Texto do documento
É sintomático que o noticiário da escolha dos novos presidentes da Câmara e do Senado tenha se concentrado nos presumíveis efeitos para a sucessão do presidente Lula da dupla vitória do PMDB, com a eleição do deputado Michel Temer e do senador José Sarney, ambos pela terceira vez. Um, por sinal, está no sexto mandato consecutivo, e o outro tomou posse de sua primeira cadeira parlamentar também num dia 2 de fevereiro - de 1959. A ênfase nas implicações eleitorais dos resultados que deram ao PMDB o comando das duas Casas do Congresso, repetindo o precedente de 1991, é significativa porque, ao ignorar a questão do Legislativo sob nova direção, as páginas políticas concordaram tacitamente com a opinião da maioria dos brasileiros que hoje julga a instituição parlamentar menos importante do que o Executivo e até mesmo que o Judiciário (nestes tempos de ativismo do Supremo Tribunal Federal).

Listagem
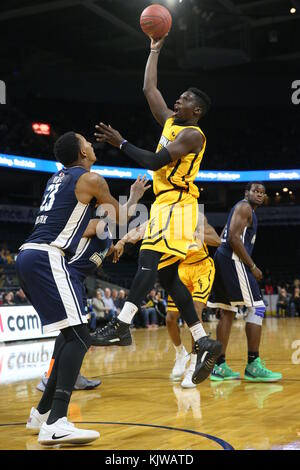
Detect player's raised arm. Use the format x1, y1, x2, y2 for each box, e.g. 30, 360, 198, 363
94, 122, 203, 171
143, 36, 173, 126
75, 172, 150, 223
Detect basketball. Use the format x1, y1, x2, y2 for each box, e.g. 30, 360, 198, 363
140, 4, 172, 39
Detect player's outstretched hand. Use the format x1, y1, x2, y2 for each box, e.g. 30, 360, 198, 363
149, 33, 168, 52
130, 175, 151, 201
113, 240, 125, 263
94, 122, 125, 147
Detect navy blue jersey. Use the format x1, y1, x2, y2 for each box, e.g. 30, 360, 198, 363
68, 228, 113, 281
218, 199, 257, 260
25, 166, 96, 256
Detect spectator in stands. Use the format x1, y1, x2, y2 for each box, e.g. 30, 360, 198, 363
15, 289, 29, 305
114, 289, 126, 315
264, 278, 274, 295
293, 278, 300, 288
276, 287, 289, 317
103, 287, 117, 321
289, 287, 300, 317
0, 267, 5, 288
111, 289, 119, 306
92, 289, 106, 326
3, 291, 16, 306
141, 289, 158, 328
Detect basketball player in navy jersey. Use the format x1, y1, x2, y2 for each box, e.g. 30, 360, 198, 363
37, 219, 114, 392
207, 182, 282, 382
16, 132, 147, 445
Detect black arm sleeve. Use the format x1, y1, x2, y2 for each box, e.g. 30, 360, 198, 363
122, 142, 172, 171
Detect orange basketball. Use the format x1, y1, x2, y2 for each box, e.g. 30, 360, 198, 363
140, 4, 172, 39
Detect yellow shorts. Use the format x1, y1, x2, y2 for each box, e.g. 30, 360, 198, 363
141, 190, 198, 269
168, 256, 215, 312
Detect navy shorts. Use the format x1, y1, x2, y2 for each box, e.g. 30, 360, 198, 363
16, 244, 87, 333
207, 250, 265, 312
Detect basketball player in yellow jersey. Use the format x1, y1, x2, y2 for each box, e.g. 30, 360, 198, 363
166, 216, 221, 388
93, 34, 221, 383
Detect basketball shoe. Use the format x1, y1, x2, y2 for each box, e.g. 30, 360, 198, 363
181, 364, 196, 388
170, 346, 189, 380
192, 336, 222, 384
91, 317, 132, 346
38, 416, 100, 445
210, 362, 241, 382
244, 357, 282, 382
26, 407, 50, 434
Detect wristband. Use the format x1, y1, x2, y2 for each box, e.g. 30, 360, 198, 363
120, 139, 128, 150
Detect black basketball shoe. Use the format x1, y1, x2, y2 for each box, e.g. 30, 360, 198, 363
192, 336, 222, 384
90, 317, 132, 346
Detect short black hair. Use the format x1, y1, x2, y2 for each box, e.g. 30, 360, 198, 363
54, 131, 80, 166
245, 181, 266, 191
187, 87, 211, 117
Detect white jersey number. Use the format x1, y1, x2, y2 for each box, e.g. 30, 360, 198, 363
40, 183, 61, 212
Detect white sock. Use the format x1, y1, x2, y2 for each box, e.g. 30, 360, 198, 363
190, 323, 207, 341
118, 302, 138, 325
190, 354, 197, 367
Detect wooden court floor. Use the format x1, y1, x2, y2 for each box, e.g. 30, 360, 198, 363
0, 318, 300, 450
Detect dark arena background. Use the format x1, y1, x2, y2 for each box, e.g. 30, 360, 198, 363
0, 0, 300, 456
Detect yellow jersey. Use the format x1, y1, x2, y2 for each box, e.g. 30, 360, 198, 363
153, 117, 206, 199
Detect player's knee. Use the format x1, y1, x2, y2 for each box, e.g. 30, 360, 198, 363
246, 306, 266, 326
166, 311, 178, 326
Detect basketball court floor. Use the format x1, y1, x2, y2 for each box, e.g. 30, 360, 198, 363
0, 318, 300, 451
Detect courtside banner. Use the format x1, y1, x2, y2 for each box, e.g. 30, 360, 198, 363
0, 152, 300, 183
0, 305, 59, 343
0, 339, 54, 384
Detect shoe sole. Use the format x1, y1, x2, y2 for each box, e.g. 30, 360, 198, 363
244, 375, 282, 383
210, 375, 241, 382
92, 338, 132, 347
38, 436, 100, 446
192, 341, 222, 385
73, 382, 102, 392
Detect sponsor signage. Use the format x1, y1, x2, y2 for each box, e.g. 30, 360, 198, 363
0, 340, 54, 384
0, 305, 59, 343
0, 153, 300, 183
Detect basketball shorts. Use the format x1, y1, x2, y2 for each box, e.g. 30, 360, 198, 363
141, 190, 198, 269
16, 243, 87, 333
207, 250, 265, 312
168, 256, 215, 312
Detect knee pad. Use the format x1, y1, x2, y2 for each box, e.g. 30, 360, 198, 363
246, 306, 266, 326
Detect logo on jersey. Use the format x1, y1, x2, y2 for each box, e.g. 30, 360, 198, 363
89, 250, 108, 268
158, 135, 170, 147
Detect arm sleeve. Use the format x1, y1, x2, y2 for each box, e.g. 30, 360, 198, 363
122, 142, 172, 171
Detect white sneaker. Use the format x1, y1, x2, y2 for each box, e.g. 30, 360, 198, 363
170, 346, 189, 379
181, 364, 196, 388
38, 416, 100, 445
26, 407, 50, 434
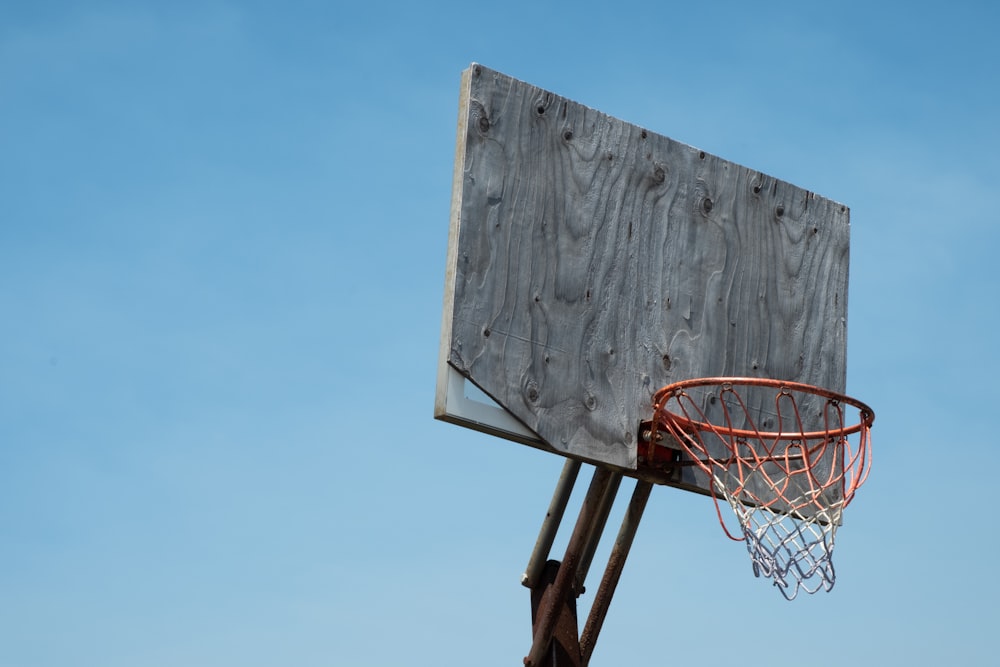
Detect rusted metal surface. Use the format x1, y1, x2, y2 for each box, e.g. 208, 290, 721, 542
524, 468, 615, 667
531, 560, 581, 667
580, 481, 653, 666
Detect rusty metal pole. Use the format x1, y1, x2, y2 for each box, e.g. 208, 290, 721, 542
524, 468, 615, 667
580, 481, 653, 667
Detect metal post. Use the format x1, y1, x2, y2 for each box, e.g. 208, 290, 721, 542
521, 459, 580, 588
524, 468, 615, 667
580, 481, 653, 666
573, 472, 622, 596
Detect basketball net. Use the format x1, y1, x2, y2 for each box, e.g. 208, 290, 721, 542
651, 378, 875, 600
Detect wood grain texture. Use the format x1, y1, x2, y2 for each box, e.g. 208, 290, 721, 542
442, 65, 850, 470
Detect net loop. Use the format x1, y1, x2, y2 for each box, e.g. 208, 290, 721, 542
651, 378, 875, 600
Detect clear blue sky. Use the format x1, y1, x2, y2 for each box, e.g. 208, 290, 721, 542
0, 0, 1000, 667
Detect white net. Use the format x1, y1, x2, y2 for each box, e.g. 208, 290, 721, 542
653, 378, 874, 600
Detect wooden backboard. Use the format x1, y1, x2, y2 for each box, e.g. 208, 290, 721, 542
435, 64, 850, 490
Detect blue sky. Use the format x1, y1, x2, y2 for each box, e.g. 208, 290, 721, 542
0, 1, 1000, 667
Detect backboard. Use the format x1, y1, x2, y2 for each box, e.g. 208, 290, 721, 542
435, 64, 850, 491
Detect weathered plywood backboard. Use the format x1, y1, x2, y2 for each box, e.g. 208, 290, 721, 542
435, 64, 850, 488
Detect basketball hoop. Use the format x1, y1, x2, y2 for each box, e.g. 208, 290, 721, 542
644, 377, 875, 600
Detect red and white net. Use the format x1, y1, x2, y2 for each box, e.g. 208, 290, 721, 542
651, 378, 875, 600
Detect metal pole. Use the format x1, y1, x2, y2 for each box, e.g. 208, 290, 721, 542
580, 481, 653, 666
521, 459, 580, 588
524, 468, 614, 667
573, 472, 622, 595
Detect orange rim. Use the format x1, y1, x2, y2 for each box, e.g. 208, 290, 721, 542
653, 377, 875, 440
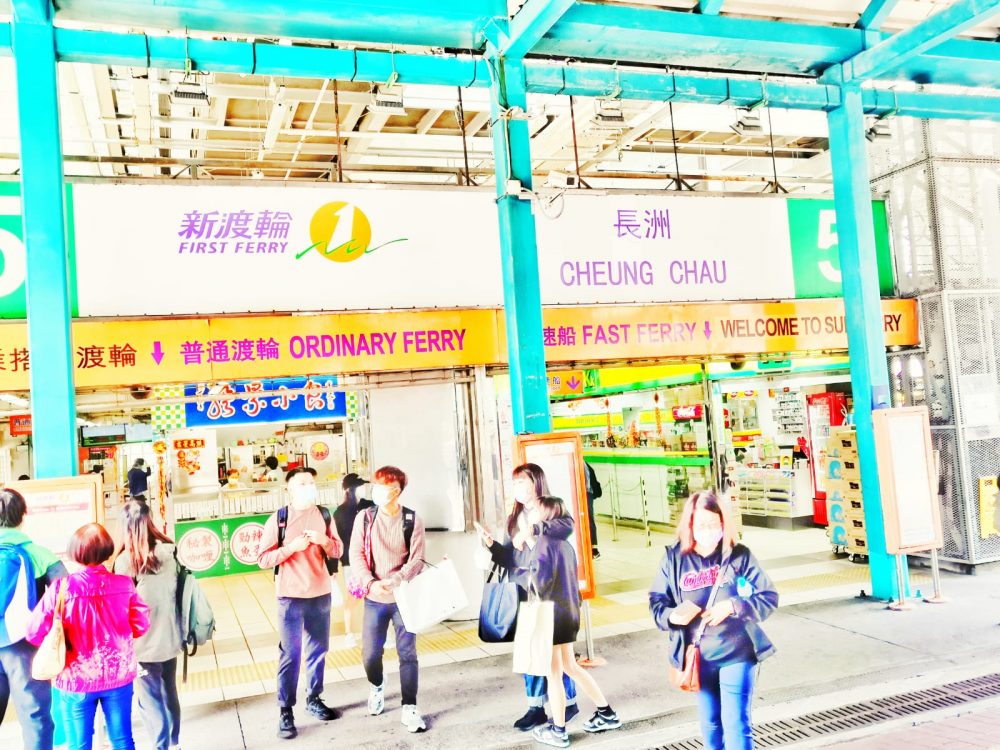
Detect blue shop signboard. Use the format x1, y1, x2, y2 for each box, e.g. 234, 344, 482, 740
184, 376, 347, 427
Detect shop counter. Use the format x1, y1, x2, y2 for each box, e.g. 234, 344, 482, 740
583, 448, 712, 525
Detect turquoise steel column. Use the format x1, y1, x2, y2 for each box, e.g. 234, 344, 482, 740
11, 0, 77, 478
487, 44, 551, 434
828, 86, 905, 599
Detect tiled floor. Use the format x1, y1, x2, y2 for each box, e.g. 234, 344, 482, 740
174, 524, 923, 705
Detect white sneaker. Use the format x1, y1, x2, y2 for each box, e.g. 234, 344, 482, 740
399, 706, 427, 732
368, 682, 385, 716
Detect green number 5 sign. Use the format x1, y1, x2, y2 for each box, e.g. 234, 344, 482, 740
788, 199, 895, 298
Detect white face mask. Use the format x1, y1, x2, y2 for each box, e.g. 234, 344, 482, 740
694, 529, 722, 550
288, 484, 318, 510
372, 484, 393, 508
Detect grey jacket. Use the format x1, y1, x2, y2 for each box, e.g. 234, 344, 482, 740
115, 542, 181, 663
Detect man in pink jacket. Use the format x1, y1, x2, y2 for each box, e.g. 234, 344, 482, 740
257, 468, 344, 740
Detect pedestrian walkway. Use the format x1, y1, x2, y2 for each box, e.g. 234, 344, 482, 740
835, 703, 1000, 750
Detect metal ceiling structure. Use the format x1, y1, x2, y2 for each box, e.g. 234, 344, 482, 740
0, 0, 1000, 194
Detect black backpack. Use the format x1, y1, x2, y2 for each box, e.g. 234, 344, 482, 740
274, 505, 340, 577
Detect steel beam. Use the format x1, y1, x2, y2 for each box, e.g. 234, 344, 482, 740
50, 0, 507, 49
499, 0, 576, 58
843, 0, 1000, 85
858, 0, 899, 31
0, 24, 1000, 120
828, 86, 898, 599
11, 0, 78, 479
487, 43, 551, 434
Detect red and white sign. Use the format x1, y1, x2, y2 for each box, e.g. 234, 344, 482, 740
671, 404, 704, 422
10, 414, 31, 437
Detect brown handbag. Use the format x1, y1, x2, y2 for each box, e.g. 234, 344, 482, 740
669, 560, 729, 693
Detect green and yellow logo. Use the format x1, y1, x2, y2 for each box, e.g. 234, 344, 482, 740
295, 201, 406, 263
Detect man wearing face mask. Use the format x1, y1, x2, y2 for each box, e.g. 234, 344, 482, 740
257, 468, 343, 739
351, 466, 427, 732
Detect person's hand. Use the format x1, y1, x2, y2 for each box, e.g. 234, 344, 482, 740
702, 599, 736, 626
302, 529, 323, 544
287, 534, 311, 552
369, 581, 392, 596
512, 529, 531, 552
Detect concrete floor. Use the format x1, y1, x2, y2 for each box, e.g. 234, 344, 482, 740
168, 571, 1000, 750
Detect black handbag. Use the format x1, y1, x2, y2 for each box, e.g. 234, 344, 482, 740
479, 565, 519, 643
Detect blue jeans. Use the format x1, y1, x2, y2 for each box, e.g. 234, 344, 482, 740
62, 683, 135, 750
278, 594, 330, 708
0, 641, 53, 750
361, 599, 419, 706
698, 661, 757, 750
135, 657, 181, 750
524, 673, 576, 708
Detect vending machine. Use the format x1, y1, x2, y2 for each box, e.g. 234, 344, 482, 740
806, 393, 847, 526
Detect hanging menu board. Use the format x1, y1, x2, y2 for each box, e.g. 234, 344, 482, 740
7, 474, 104, 559
514, 432, 597, 599
872, 406, 943, 555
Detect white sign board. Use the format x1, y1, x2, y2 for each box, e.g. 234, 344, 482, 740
74, 184, 828, 317
872, 406, 943, 555
7, 474, 104, 558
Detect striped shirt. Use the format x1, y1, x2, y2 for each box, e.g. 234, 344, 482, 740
351, 509, 424, 604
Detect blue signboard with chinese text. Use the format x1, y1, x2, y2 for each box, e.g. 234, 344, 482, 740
184, 376, 347, 427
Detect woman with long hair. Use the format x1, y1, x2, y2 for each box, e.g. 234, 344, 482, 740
114, 500, 181, 750
333, 472, 374, 648
28, 524, 149, 750
481, 463, 580, 732
649, 490, 778, 750
530, 497, 622, 747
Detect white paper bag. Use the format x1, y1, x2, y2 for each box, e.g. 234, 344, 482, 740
514, 600, 555, 676
395, 557, 469, 633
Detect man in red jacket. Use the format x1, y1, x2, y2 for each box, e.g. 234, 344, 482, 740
257, 468, 344, 740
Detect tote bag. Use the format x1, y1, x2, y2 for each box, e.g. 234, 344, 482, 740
479, 565, 519, 643
31, 579, 66, 682
513, 598, 555, 675
395, 557, 469, 633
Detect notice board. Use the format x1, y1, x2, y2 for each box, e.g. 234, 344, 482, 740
514, 432, 597, 599
7, 474, 104, 559
872, 406, 944, 555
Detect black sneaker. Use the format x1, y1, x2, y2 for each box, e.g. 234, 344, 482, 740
583, 707, 622, 734
514, 706, 549, 732
278, 708, 299, 740
306, 697, 340, 721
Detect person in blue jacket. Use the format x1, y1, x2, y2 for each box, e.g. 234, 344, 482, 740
481, 463, 580, 732
649, 490, 778, 750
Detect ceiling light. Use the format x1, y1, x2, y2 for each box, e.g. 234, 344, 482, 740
732, 109, 764, 135
170, 81, 209, 107
368, 86, 406, 115
865, 120, 892, 143
591, 99, 625, 131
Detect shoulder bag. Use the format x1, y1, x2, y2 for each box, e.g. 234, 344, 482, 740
670, 557, 729, 693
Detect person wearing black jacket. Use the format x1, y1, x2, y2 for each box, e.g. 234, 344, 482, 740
333, 472, 375, 648
649, 490, 778, 750
529, 497, 622, 747
482, 464, 580, 732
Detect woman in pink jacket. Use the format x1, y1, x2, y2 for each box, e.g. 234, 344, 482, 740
28, 523, 149, 750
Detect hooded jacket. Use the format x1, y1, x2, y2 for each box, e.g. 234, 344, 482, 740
649, 542, 778, 669
490, 510, 573, 592
115, 542, 181, 663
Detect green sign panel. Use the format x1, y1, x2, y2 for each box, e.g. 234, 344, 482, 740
176, 513, 271, 578
787, 200, 895, 299
0, 182, 79, 320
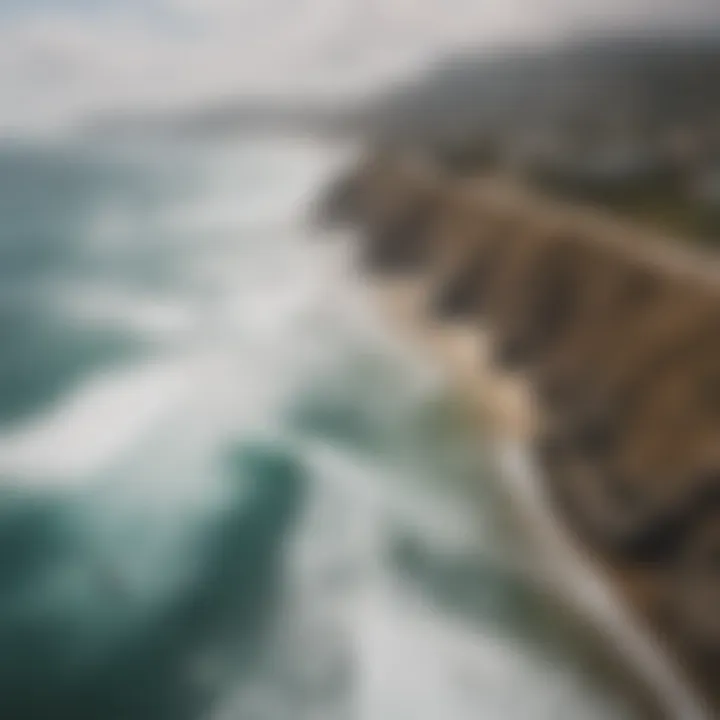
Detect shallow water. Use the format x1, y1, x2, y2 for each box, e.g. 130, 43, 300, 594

Tarefas do exercício
1. Imprima, do texto sobre a eleição no Congresso, tudo o que vai de "É sintomático que" até "Supremo Tribunal Federal).", sem nenhuma alteração.
2. Prossiga com o texto sobre a eleição no Congresso a partir da última frase apresentada.

Respostas por tarefa
1.
É sintomático que o noticiário da escolha dos novos presidentes da Câmara e do Senado tenha se concentrado nos presumíveis efeitos para a sucessão do presidente Lula da dupla vitória do PMDB, com a eleição do deputado Michel Temer e do senador José Sarney, ambos pela terceira vez. Um, por sinal, está no sexto mandato consecutivo, e o outro tomou posse de sua primeira cadeira parlamentar também num dia 2 de fevereiro - de 1959. A ênfase nas implicações eleitorais dos resultados que deram ao PMDB o comando das duas Casas do Congresso, repetindo o precedente de 1991, é significativa porque, ao ignorar a questão do Legislativo sob nova direção, as páginas políticas concordaram tacitamente com a opinião da maioria dos brasileiros que hoje julga a instituição parlamentar menos importante do que o Executivo e até mesmo que o Judiciário (nestes tempos de ativismo do Supremo Tribunal Federal).

2.
Além disso, ficou implícito o ceticismo em relação a qualquer mudança de monta no seu desempenho, em matéria de produtividade, austeridade e probidade. Registrou-se, por dever de ofício, a fabulosa promessa do presidente Temer de regulamentar em dois anos (um dos quais eleitoral) toda a Constituição de 1988, assim como o não menos sonoro compromisso assumido pelo presidente Sarney com a aprovação das reformas política e tributária e a solução do problema das medidas provisórias, que subordinam as votações do Congresso à agenda do governo. Ambos, naturalmente, falaram em mobilizar as suas Casas no combate à crise econômica, seja lá o que isso queira dizer. Temer pretende criar uma comissão para "discutir o assunto". Sarney anunciou a intenção de fazer um corte linear de 10% em todas as despesas do Senado.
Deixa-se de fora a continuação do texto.